Data in this exercise
────
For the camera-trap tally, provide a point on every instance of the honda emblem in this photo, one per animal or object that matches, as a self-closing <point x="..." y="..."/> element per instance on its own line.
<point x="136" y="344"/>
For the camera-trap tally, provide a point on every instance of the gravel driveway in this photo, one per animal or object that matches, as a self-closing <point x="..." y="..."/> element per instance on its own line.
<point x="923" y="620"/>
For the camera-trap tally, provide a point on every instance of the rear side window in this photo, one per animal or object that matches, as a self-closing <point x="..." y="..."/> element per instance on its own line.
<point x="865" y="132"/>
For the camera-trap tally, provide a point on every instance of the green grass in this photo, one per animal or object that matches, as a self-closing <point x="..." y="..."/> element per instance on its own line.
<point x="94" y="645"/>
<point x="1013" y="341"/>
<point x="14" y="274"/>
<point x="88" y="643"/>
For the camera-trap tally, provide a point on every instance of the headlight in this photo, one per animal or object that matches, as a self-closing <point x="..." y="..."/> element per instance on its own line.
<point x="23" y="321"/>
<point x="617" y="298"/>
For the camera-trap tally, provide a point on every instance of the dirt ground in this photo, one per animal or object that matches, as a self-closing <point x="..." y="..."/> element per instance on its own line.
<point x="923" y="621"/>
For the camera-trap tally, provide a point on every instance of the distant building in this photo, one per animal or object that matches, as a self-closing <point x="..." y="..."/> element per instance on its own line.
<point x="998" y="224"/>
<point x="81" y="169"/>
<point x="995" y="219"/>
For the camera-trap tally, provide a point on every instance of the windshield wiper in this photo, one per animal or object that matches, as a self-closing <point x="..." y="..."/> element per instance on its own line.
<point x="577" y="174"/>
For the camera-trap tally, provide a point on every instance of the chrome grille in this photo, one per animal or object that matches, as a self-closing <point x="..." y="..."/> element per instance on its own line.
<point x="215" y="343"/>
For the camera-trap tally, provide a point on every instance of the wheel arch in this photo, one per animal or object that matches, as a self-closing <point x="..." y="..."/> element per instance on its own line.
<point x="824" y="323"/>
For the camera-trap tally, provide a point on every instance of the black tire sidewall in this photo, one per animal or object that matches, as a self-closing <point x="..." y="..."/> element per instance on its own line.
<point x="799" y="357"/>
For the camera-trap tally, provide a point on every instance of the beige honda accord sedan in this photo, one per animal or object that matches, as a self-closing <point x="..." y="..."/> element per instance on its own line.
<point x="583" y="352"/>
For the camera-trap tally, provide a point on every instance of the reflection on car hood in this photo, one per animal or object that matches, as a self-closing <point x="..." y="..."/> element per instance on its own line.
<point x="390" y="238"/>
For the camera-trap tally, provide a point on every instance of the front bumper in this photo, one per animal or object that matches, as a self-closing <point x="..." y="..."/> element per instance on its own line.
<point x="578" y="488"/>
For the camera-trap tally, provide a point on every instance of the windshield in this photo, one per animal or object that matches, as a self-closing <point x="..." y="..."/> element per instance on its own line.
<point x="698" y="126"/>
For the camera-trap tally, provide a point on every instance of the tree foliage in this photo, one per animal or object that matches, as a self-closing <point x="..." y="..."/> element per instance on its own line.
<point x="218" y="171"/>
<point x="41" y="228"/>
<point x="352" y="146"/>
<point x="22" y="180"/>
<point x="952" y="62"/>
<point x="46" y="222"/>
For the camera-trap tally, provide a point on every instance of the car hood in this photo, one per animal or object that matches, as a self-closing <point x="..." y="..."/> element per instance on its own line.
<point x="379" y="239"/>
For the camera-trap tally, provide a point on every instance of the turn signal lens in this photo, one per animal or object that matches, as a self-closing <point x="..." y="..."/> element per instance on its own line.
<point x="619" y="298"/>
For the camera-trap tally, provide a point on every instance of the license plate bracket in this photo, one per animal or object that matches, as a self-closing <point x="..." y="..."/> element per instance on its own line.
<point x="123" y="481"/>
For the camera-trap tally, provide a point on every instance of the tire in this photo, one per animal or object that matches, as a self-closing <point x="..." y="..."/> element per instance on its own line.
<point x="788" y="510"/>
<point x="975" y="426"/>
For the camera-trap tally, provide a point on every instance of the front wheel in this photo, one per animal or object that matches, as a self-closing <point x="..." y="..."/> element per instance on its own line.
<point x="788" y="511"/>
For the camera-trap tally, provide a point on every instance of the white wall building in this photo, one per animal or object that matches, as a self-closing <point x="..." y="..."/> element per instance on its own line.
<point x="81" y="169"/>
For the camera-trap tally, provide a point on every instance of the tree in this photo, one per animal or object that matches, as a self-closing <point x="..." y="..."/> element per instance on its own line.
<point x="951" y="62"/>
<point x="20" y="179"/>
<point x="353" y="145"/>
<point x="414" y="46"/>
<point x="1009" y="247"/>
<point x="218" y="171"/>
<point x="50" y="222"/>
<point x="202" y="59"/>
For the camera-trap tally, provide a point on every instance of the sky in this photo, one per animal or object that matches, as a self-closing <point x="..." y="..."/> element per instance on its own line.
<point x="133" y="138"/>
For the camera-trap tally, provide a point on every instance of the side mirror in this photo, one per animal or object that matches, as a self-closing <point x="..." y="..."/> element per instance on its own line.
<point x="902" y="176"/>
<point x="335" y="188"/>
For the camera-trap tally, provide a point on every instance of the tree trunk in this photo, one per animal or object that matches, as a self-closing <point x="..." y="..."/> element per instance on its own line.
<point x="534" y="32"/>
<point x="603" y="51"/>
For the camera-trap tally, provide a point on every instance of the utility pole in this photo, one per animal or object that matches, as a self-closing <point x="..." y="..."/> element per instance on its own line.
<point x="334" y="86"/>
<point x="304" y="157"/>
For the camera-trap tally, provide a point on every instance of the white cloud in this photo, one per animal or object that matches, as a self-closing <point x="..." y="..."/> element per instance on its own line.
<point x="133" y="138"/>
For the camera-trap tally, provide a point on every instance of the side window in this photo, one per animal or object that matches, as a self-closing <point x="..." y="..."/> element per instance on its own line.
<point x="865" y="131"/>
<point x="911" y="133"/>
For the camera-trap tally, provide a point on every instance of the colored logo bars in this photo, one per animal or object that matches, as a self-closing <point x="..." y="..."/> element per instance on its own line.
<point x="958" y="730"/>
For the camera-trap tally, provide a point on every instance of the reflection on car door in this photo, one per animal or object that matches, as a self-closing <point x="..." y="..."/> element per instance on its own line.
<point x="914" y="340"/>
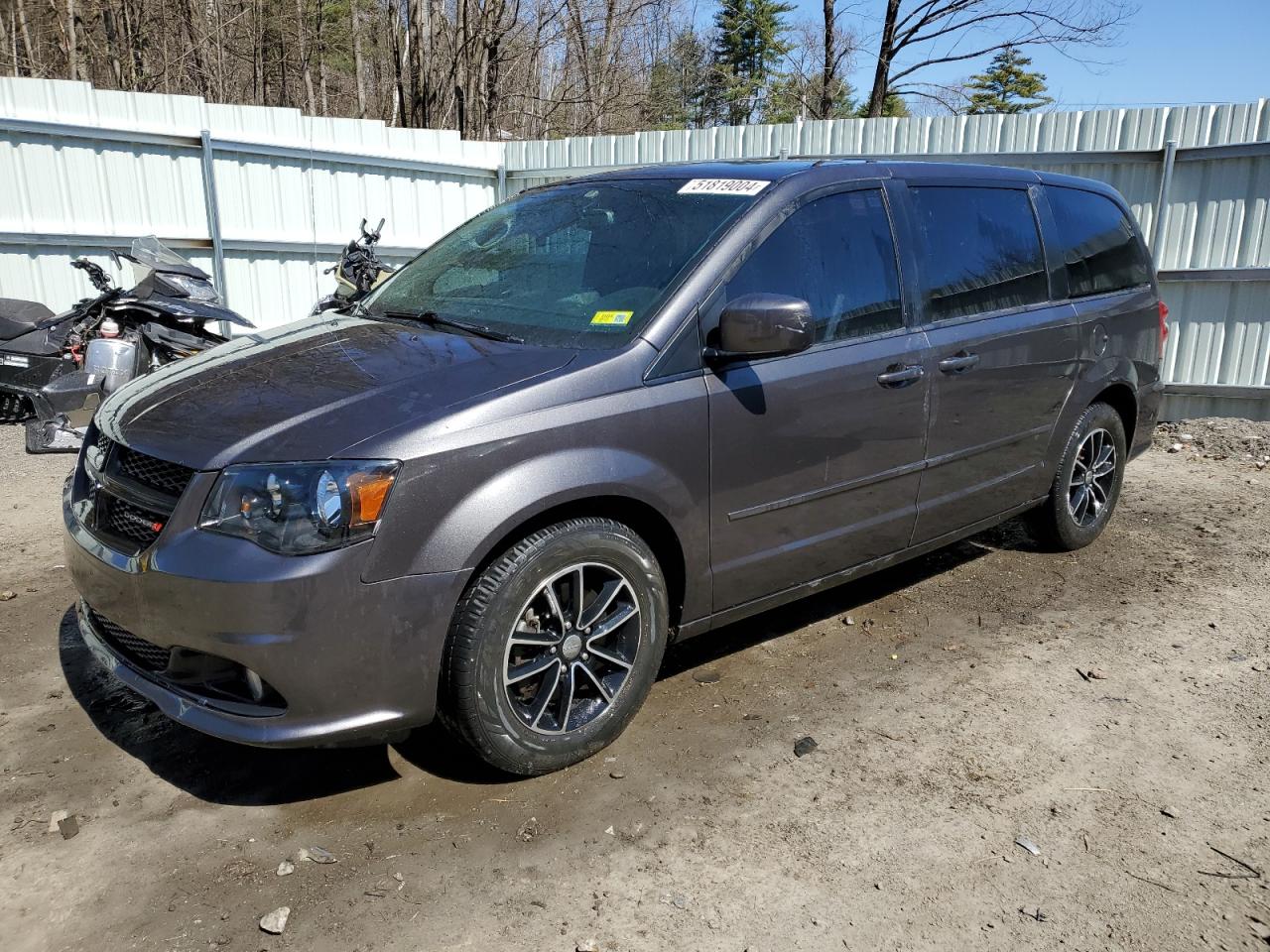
────
The exercise
List each line in the rows above that contains the string "hood". Case counts.

Expected answer
For the camera-trap tally, provide a point on every instance of the reflection on car hood in this photo, one per animal or object that matches, as a self-closing <point x="..." y="..."/> element per instance on its own line.
For the camera-trap tally, provide a point on every instance of the car hood in this photo, one per animal or object that matches, as a self-closing <point x="..." y="..."/> element per instance on its own line.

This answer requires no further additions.